DATA EXCERPTS
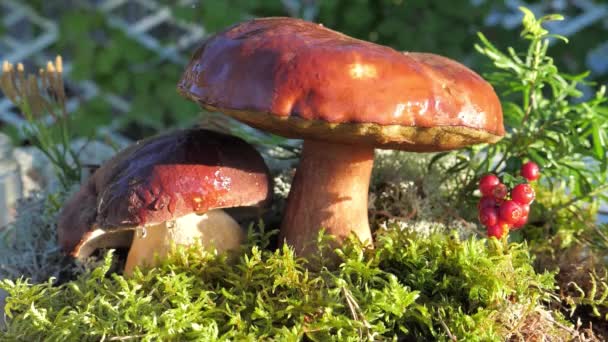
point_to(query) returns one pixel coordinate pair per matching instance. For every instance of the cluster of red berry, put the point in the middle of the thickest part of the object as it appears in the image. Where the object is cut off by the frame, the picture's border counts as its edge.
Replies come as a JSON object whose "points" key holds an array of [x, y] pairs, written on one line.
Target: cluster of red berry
{"points": [[501, 210]]}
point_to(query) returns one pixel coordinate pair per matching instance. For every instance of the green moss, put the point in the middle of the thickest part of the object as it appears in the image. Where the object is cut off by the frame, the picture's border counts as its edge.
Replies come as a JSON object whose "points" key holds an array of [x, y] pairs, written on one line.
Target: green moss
{"points": [[423, 287]]}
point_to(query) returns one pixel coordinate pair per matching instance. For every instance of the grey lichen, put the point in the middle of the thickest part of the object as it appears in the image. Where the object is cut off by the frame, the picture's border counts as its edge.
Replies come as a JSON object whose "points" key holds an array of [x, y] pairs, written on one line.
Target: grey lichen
{"points": [[406, 194]]}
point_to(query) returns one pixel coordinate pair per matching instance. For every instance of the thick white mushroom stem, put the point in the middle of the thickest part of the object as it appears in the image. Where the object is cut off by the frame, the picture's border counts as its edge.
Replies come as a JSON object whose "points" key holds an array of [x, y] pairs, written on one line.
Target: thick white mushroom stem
{"points": [[329, 191], [214, 229]]}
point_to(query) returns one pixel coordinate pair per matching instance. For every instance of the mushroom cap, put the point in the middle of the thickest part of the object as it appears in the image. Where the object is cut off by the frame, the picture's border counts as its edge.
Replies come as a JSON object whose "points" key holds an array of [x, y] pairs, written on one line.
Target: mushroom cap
{"points": [[160, 179], [301, 80]]}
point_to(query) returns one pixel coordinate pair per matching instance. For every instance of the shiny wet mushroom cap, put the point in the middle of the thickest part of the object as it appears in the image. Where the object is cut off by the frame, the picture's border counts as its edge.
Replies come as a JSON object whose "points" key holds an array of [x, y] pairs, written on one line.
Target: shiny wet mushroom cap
{"points": [[168, 189], [344, 97]]}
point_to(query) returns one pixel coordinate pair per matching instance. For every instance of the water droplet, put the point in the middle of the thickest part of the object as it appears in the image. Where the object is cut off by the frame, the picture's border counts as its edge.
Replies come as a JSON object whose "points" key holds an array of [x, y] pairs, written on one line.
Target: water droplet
{"points": [[172, 203], [170, 224]]}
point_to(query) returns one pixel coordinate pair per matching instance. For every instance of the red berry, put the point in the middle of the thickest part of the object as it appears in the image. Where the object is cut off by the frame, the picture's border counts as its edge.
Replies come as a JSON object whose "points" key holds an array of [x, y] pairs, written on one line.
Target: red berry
{"points": [[488, 216], [522, 222], [530, 171], [497, 230], [500, 191], [510, 212], [523, 194], [487, 184], [525, 208], [486, 202]]}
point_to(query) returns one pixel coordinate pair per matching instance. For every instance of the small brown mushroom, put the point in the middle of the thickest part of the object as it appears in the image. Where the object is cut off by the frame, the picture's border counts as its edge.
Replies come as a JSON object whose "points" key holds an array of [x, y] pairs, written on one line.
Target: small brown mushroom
{"points": [[169, 190], [344, 97]]}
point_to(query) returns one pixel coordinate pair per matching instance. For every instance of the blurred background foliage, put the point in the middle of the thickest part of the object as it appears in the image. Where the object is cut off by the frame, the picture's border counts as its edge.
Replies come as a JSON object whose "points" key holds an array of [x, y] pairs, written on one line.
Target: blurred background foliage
{"points": [[145, 79]]}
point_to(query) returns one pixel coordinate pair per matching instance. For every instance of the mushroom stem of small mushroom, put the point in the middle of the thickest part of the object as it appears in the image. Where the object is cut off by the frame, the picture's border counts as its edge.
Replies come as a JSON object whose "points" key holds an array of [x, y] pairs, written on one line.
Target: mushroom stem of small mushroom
{"points": [[329, 191], [214, 229]]}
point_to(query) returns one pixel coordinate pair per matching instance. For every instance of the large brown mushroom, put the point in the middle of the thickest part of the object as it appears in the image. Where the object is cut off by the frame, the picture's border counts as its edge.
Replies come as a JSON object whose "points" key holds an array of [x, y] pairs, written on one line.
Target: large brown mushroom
{"points": [[170, 189], [344, 97]]}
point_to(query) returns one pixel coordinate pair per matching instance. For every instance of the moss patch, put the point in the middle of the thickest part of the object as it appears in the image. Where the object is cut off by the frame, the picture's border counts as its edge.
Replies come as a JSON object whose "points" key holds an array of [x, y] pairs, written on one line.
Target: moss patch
{"points": [[411, 286]]}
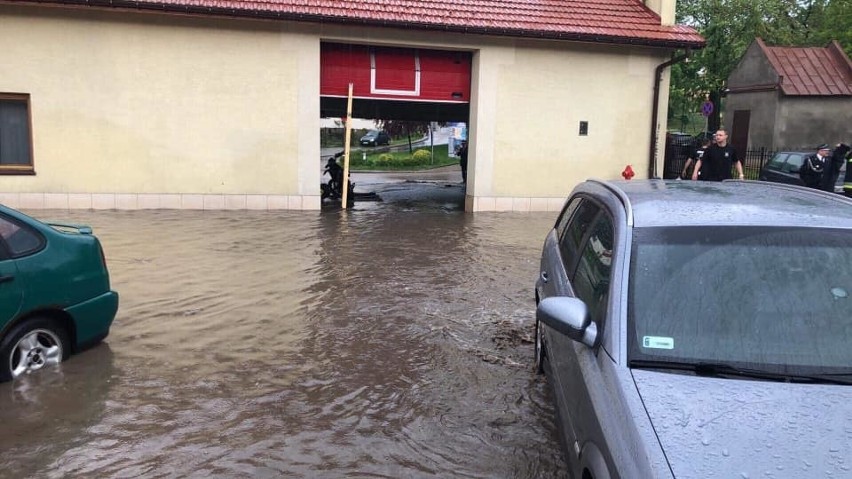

WHAT YOU WILL DO
Rewrite all the rows above as a Markdown table with two columns, Number and Content, numbering each line and skipping blank lines. Leave the pictures out.

EXERCISE RESULT
| Number | Content |
|---|---|
| 1 | point_to(query) returns one pixel coordinate pair per matching instance. For every instance of the cluster of red berry, put the point in the middle of the thickest part of the object as it appears in the image. Where the object is cut off by the frame, the picture's border counts as its edge. |
| 2 | Replies come as a JSON object whose "points" key holds an array of [x, y] pairs, written on one line. |
| 3 | Target: cluster of red berry |
| 4 | {"points": [[501, 210]]} |
| 5 | point_to(query) returns one pixel coordinate pair per matching instance. For every instance of the green moss, put the point in the middle of the thickest part of the object as it appears in the image. Where the object is cut off by the frame, the picture's border counts as its edge. |
| 6 | Replies come as a JSON object whose "points" key holds an array of [x, y] pairs, written on one line. |
| 7 | Target: green moss |
| 8 | {"points": [[423, 287]]} |
| 9 | point_to(query) returns one pixel coordinate pair per matching instance. For every instance of the grey lichen, put the point in the middle of the thickest part of the object as it appears in the image. Where the object is cut off by the frame, the picture's border counts as its edge. |
| 10 | Replies come as a JSON object whose "points" key holds an array of [x, y] pairs, written on one line. |
| 11 | Target: grey lichen |
| 12 | {"points": [[406, 194]]} |
| 13 | point_to(query) returns one pixel coordinate pair per matching instance. For every instance of the thick white mushroom stem, put the point in the middle of the thickest part of the object as it appears in the image. Where the object is cut off by the frame, the picture's border counts as its edge. |
| 14 | Replies come as a JSON object whose "points" key holds an array of [x, y] pairs, written on one line. |
| 15 | Target: thick white mushroom stem |
| 16 | {"points": [[329, 191], [214, 229]]} |
| 17 | point_to(query) returns one pixel coordinate pair per matching instance. For every instance of the mushroom cap, put the point in the middle of the thickest part of the object as it appears in the image. Where the object is cut off by the frame, the picture's border counts as its edge. |
| 18 | Replies come as a JSON object whose "points" key holds an array of [x, y] pairs, written on one line. |
| 19 | Target: mushroom cap |
| 20 | {"points": [[160, 179], [301, 80]]} |
| 21 | point_to(query) returns one pixel coordinate pair per matching instance. For every instance of the shiny wet mushroom cap, put the point in the middle of the thickest part of the object as it appears in the image. Where the object is cut off by the frame, the picture's border counts as its edge. |
| 22 | Replies come as a JSON object whose "points" key holds an array of [x, y] pairs, written on one line. |
| 23 | Target: shiny wet mushroom cap |
| 24 | {"points": [[168, 189], [344, 97]]} |
| 25 | point_to(query) returns one pixel coordinate pair per matching instance. For every instance of the water droplet, put the point in the middle of the thickest part of the object as it appears in the image. Where the object is cut off by the frame, the picture's border counts as its edge. |
| 26 | Replies come as a JSON object whose "points" key holds an array of [x, y] pairs, written on one line. |
| 27 | Target: water droplet |
| 28 | {"points": [[172, 203], [170, 224]]} |
| 29 | point_to(query) returns one pixel coordinate pair per matching instance. For every instance of the red berry, put the point in the middle of the thickest part of the object as it appears in the image. Where the object is cut off by the frame, the picture's border counts as its edge. |
| 30 | Replies come as a JSON object whose "points" key holds an array of [x, y] pairs, written on one line. |
| 31 | Target: red berry |
| 32 | {"points": [[488, 216], [522, 222], [530, 171], [497, 230], [500, 191], [510, 212], [523, 194], [487, 184], [525, 208], [486, 202]]} |
| 33 | point_to(query) returns one pixel coordinate pair per matching instance. For every instance of the small brown mushroom, put the point in the middle of the thickest part of the object as it appears in the image. Where the object is cut off by the frame, the picture's border counts as its edge. |
| 34 | Replies come as a JSON object whose "points" key holds an array of [x, y] pairs, written on one line. |
| 35 | Target: small brown mushroom |
| 36 | {"points": [[169, 190], [344, 97]]} |
| 37 | point_to(query) returns one pixel coordinate pair per matching instance. For every instance of the blurred background foliage, put the point in the middle of the thickest part of the object as it appears in the image. Where the object is cut off by the frame, the picture's border counts as its edge. |
| 38 | Replies come as a JSON object whose "points" key holds an array of [x, y] pairs, written on one line. |
| 39 | Target: blurred background foliage |
| 40 | {"points": [[145, 79]]} |
| 41 | point_to(query) returns one pixel coordinate pair per matching instance. For every instance of the mushroom stem of small mushroom, put the point in the middle of the thickest part of the object as it appears in the image. Where the object is cut off by the frame, the picture's border counts as its edge. |
| 42 | Replies come as a JSON object whose "points" key holds an array of [x, y] pairs, written on one line. |
| 43 | Target: mushroom stem of small mushroom |
| 44 | {"points": [[329, 191], [214, 229]]} |
| 45 | point_to(query) returns one pixel coordinate pair per matching instance. For every instance of the large brown mushroom, put the point in the middle of the thickest part of the object as it appears in the image. Where the object is cut off by the frame, the picture's border counts as its edge. |
| 46 | Replies come as a JSON object whose "points" key holds an array of [x, y] pairs, written on one line. |
| 47 | Target: large brown mushroom |
| 48 | {"points": [[170, 189], [344, 97]]} |
| 49 | point_to(query) returns one pixel coordinate pair per matching instance. For every instance of the moss patch, put the point in the middle of the thickest part of the object as it appears in the image. Where the object is cut off by the frame, the picture's border counts as its edge. |
| 50 | Replies come as a JSON object whose "points" key holds an array of [x, y] pairs, written on one line. |
| 51 | Target: moss patch |
| 52 | {"points": [[411, 286]]} |